▶ _WHAT TO PRODUCE_
In full and without alteration, repeat the material.

▶ _EXERCISE INPUTS_
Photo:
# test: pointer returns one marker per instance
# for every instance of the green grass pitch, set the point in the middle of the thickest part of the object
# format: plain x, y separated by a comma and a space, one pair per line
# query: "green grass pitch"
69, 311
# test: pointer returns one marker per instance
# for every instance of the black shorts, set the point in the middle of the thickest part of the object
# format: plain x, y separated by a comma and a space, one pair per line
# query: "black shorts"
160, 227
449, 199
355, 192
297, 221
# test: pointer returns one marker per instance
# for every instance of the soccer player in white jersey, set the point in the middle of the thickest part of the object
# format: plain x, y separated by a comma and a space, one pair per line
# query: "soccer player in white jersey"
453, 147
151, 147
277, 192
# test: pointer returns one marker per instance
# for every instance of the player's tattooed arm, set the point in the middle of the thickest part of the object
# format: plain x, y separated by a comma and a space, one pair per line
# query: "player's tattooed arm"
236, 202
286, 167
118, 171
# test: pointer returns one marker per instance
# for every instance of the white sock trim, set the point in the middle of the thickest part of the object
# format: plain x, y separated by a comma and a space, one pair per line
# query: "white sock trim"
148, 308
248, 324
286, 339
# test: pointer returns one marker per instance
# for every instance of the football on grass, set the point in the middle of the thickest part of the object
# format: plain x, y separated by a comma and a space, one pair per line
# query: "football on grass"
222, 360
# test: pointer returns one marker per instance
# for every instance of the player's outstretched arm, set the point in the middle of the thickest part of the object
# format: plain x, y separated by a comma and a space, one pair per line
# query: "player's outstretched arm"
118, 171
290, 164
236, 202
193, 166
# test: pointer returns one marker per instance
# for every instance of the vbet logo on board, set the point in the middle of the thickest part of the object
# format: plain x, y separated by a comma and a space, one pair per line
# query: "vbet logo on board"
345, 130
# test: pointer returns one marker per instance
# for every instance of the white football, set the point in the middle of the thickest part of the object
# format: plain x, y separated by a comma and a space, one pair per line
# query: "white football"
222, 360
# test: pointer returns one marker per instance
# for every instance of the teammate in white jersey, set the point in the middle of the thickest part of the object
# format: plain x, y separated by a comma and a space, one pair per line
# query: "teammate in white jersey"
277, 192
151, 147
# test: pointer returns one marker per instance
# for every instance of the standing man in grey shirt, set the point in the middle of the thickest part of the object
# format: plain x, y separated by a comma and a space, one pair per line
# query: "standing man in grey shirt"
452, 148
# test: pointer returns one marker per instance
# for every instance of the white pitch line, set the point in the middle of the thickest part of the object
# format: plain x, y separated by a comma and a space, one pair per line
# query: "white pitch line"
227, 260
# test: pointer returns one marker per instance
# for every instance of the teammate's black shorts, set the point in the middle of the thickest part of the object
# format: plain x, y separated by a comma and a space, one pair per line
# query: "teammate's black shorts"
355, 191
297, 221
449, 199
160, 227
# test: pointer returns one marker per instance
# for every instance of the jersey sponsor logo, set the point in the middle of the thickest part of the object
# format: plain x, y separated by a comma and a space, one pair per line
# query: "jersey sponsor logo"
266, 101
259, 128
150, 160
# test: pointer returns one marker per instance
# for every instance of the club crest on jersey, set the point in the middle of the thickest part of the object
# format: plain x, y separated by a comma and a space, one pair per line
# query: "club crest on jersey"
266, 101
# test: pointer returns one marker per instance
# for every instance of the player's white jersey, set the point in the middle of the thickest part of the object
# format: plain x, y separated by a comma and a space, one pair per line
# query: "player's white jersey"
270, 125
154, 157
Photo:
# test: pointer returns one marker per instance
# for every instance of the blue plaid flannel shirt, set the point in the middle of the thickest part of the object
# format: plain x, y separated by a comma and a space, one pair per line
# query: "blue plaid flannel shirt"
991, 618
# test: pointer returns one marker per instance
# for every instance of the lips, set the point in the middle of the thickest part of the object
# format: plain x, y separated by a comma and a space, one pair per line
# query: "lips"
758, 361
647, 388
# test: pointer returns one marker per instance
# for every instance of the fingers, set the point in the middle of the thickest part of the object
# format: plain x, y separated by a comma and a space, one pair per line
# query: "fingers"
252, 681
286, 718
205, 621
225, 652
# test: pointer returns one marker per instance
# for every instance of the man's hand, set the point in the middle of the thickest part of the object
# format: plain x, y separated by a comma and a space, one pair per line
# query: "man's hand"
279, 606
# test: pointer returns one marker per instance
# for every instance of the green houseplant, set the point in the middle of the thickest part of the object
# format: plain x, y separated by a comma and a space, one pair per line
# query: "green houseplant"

▶ _CORRECT RESULT_
Photo:
# test: pointer returns one marker per instance
# for every instance of the green grass pitch, set the point in the middle of the thickest part of the object
# format: plain x, y separated by a comma and a space, one pair per line
# query: "green grass pitch"
69, 311
# test: pointer returns one marker per instance
# for every instance of the black shorts, set the point in the middle of the thickest part of the object
# format: plain x, y separated by a comma and a space, one pair per line
# query: "black shorts"
160, 227
449, 199
355, 192
297, 221
# test: pointer returns one marker per instance
# for every instance of the soccer player in white jersey, set the point in the middle of the thickest part of the object
# format: plain x, y separated by a comma and a space, one pair per line
# query: "soccer player in white jersey"
453, 147
151, 147
277, 192
# test: pointer returns one marker per instance
# for every instance of the player's tattooed arm, set the point in the middle of the thickest part of the object
# format: plain x, y separated by a comma and a space, one pair per line
# query: "player's tattooed arm"
236, 202
286, 167
118, 171
# test: pointer returns one marker per instance
# for every instance of the white sock trim, set the point in the middle of the thickest part of the object
# format: plain x, y separated by a comma and a space, one pair per line
# query: "white sock trim"
148, 308
248, 324
286, 339
# test: pointer returns one marker per instance
# for every instance of the football on grass, set the point in the middle of the thickest part of the object
# format: plain x, y separated by a comma and a space, one pair per line
# query: "football on grass"
222, 360
# test: pointer returns one marker per instance
# for every instance of the player's outstretched arm, set the point in the middle of the thickest part of the object
# format: plain x, y separated by a comma and a space, one pair per line
# query: "player's outstretched arm"
118, 171
290, 164
236, 202
193, 166
# test: pointer returns one marker per instance
# for every instance of the vbet logo on board, set the point in the middle of the thickest part of the object
# format: plain x, y separated by a comma and a space, one pair per line
# query: "vbet logo on board"
345, 130
# test: pointer returns one marker per instance
# for every instance of the white football, set the point in the middle of the thickest part of the object
# format: plain x, y separated by a comma and a space, one pair per line
# query: "white football"
222, 360
# test: pointer returns one marker per instance
# for every instance of the teammate in white jersey, set the point in the middle of the thickest part of the object
# format: plain x, y separated by a comma and a space, one pair per line
# query: "teammate in white jersey"
277, 192
151, 147
# test: pointer returns one marker per instance
# for every instance of the standing man in grey shirt, set the point in the middle of the thickest part of the object
# format: plain x, y separated by a comma and a space, one pair per line
# query: "standing man in grey shirt"
452, 148
# test: pointer returns one marker per instance
# for every instance of the white pitch line, set the point in the middle of the thickest part of the object
# format: plain x, y separated by a comma and a space, one pair per line
# query: "white pitch line"
227, 260
# test: pointer returns one marker per instance
# for every instance of the teammate's black shorts, set the point in the middle of the thickest part of the object
# format: plain x, y separated by a comma and a space, one pair per line
# query: "teammate's black shorts"
355, 191
297, 221
449, 199
160, 227
# test: pointer returns one marker per instance
# for every instance of the jersey sponsor logo, set the point in the middle of the thickest part of the object
# format: plain x, y separated by a comma and a space, one pair per line
# query: "jersey sponsor logo"
266, 101
259, 128
150, 160
# test: pointer returns one marker per instance
# for every instance of the club crest on jersey, set the point in the middle of the thickest part of the object
# format: plain x, y separated by a comma and a space, one pair per line
# query: "club crest on jersey"
266, 101
# test: pointer returns one marker per instance
# for every instance of the player's white jersey, set the point in the middle of the thickest part of the object
# format: plain x, y separated by a comma and a space, one pair per line
# query: "player's white jersey"
270, 125
154, 157
Photo:
# test: pointer returns one marker per instance
# for every instance of the blue plaid flannel shirt, set the point in the middle of the thickest part of the object
# format: plain x, y separated by a comma and a space, one pair per line
# query: "blue plaid flannel shirt"
991, 618
# test: pointer returns one marker per instance
# for every instance of the lips, set the point in the middle of the thickest part of the object
# format: plain x, y separated by a comma and a space, one pair per line
# query: "lips"
758, 361
647, 388
# test: pointer returns one marker per instance
# for every instance of the fingers, set the point in the middle of the thickest part of the object
# format: plain x, y separated by a comma and a space, one pair per line
# query: "fingers"
252, 681
286, 718
205, 621
225, 652
# test: pointer returns one marker per instance
# for every instance of the man's hand, set the point in the middle of the thickest part of the object
# format: plain x, y separated by a comma and a space, one pair per line
# query: "man's hand"
279, 606
# test: pointer returns one marker per instance
# for every instance of the green houseplant, set the point in the middle of the thickest part of the object
# format: plain x, y separated by a comma and a space, one pair per line
# query: "green houseplant"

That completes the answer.